> WHAT IS EXPECTED: Please transcribe the data that follows exactly, from its first line through the line that contains "Target: blue sky".

> THE DATA:
--

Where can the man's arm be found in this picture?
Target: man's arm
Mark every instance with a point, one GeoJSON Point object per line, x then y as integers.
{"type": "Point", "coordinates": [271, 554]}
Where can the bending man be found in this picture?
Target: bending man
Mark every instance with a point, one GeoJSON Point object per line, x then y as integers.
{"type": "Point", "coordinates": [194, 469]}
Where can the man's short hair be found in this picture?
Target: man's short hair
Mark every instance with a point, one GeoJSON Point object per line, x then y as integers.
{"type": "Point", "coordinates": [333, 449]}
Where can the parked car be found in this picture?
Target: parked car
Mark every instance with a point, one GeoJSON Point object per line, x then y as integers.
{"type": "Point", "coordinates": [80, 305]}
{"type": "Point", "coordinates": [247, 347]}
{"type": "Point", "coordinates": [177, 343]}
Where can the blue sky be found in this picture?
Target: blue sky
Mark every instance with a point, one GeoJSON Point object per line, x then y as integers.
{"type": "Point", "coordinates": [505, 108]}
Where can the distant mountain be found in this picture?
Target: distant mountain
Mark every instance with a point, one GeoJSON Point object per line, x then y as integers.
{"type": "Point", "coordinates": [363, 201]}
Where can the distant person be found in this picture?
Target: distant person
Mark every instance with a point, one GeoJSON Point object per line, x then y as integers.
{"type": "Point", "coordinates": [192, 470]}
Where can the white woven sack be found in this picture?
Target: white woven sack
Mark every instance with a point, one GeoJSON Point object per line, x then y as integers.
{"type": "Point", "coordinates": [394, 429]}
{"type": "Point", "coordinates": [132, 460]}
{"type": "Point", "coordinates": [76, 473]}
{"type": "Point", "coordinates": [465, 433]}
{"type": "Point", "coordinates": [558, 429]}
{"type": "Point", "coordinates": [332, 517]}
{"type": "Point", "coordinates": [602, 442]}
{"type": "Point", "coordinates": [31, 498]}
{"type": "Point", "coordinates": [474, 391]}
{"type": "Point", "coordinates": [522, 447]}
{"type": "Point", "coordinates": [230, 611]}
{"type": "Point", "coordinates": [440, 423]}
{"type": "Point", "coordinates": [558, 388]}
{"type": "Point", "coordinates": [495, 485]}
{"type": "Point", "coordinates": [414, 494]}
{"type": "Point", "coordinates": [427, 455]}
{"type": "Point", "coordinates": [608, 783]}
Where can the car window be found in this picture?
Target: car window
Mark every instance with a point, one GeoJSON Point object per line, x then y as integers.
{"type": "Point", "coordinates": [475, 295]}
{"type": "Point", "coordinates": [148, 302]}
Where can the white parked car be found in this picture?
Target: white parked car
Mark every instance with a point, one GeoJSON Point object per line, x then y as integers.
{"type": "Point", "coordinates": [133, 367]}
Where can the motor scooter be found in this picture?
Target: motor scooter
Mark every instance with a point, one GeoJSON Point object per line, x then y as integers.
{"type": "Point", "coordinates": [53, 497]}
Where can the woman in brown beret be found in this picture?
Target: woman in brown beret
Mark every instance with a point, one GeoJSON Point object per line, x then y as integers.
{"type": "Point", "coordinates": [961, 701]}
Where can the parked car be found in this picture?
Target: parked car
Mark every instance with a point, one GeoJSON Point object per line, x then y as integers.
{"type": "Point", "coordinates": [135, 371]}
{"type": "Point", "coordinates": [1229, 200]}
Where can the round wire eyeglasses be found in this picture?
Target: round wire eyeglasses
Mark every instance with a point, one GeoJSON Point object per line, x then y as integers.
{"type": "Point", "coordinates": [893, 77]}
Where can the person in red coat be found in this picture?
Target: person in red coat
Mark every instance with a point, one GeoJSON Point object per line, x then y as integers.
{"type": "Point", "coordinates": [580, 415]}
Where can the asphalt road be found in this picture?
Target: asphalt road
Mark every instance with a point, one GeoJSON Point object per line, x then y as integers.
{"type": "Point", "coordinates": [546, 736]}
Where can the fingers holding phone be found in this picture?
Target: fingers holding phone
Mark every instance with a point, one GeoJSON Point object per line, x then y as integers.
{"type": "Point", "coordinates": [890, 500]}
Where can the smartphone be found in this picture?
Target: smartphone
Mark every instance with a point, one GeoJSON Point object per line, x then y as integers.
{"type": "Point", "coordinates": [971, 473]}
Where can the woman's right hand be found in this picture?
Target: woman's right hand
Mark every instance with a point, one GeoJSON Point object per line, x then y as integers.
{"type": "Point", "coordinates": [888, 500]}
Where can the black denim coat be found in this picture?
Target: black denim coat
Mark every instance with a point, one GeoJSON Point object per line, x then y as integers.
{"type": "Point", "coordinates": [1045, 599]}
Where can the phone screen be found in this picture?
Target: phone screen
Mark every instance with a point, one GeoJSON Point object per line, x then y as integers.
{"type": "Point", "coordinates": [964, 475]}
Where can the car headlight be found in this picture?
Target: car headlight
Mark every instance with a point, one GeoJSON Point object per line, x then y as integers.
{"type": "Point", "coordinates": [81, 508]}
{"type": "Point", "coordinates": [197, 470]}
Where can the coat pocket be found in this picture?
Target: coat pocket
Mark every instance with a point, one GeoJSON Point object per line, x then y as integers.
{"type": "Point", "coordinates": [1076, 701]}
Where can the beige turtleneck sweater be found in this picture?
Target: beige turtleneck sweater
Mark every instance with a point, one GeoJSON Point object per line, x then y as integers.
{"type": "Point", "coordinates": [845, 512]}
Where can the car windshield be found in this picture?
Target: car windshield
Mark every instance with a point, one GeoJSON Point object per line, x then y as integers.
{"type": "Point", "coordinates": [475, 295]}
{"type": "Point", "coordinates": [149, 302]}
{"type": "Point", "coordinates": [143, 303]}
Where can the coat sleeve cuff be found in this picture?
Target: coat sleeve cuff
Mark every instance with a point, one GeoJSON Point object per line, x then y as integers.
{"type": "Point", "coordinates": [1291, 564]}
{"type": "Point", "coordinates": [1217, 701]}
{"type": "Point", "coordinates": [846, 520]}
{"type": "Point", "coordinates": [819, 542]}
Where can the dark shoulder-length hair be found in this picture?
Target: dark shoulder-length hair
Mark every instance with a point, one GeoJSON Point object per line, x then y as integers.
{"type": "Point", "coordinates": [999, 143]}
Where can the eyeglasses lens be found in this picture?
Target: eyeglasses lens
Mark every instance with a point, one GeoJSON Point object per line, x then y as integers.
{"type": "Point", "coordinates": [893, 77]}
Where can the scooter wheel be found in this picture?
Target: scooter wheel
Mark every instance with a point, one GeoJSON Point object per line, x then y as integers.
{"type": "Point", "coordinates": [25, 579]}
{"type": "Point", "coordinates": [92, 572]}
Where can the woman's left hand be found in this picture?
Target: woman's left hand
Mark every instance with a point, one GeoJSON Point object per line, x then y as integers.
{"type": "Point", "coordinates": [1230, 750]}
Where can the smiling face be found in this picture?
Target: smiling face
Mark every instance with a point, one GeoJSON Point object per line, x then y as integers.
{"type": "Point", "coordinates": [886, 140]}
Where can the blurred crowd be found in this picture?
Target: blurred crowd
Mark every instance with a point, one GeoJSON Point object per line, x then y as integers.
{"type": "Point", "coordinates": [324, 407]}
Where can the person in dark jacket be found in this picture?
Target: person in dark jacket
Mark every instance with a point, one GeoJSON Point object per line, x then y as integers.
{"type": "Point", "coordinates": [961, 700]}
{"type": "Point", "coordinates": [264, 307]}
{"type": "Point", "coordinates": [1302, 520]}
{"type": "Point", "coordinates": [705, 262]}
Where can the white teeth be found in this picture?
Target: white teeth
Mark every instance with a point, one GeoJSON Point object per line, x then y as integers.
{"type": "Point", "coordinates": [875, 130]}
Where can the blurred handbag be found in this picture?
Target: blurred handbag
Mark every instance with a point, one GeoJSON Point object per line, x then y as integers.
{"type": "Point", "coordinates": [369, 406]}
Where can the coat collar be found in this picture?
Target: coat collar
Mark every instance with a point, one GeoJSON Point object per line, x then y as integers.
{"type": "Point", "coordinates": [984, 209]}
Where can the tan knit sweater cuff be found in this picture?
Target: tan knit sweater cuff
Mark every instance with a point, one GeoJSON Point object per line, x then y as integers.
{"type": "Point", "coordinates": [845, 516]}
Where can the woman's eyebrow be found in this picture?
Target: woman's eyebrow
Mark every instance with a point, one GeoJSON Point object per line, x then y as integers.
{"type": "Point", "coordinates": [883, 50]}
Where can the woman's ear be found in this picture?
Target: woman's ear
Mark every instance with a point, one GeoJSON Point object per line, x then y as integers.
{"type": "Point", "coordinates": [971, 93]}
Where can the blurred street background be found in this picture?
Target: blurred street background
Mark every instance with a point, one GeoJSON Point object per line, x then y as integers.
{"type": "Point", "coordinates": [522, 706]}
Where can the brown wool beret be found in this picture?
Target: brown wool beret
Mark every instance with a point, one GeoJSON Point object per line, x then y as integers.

--

> RESULT OF THIS EXERCISE:
Where can the man's arm be found in this picture?
Target: man's arm
Mark every instance with a point, one GeoJSON Point object per line, x then y as integers.
{"type": "Point", "coordinates": [271, 554]}
Where can the bending man be found in this picture?
Target: bending man
Mark every instance with a point, one GeoJSON Point object per line, x then y as integers.
{"type": "Point", "coordinates": [194, 469]}
Where can the man's short hair be found in this picture?
Target: man's short hair
Mark every instance with a point, one GeoJSON Point object per line, x then y as integers.
{"type": "Point", "coordinates": [333, 449]}
Where can the parked car be found in this picture?
Target: parked car
Mark every instance with a point, one GeoJSON Point object per line, x then y as integers.
{"type": "Point", "coordinates": [80, 305]}
{"type": "Point", "coordinates": [247, 347]}
{"type": "Point", "coordinates": [177, 343]}
Where can the blue sky be found in this picture?
Target: blue sky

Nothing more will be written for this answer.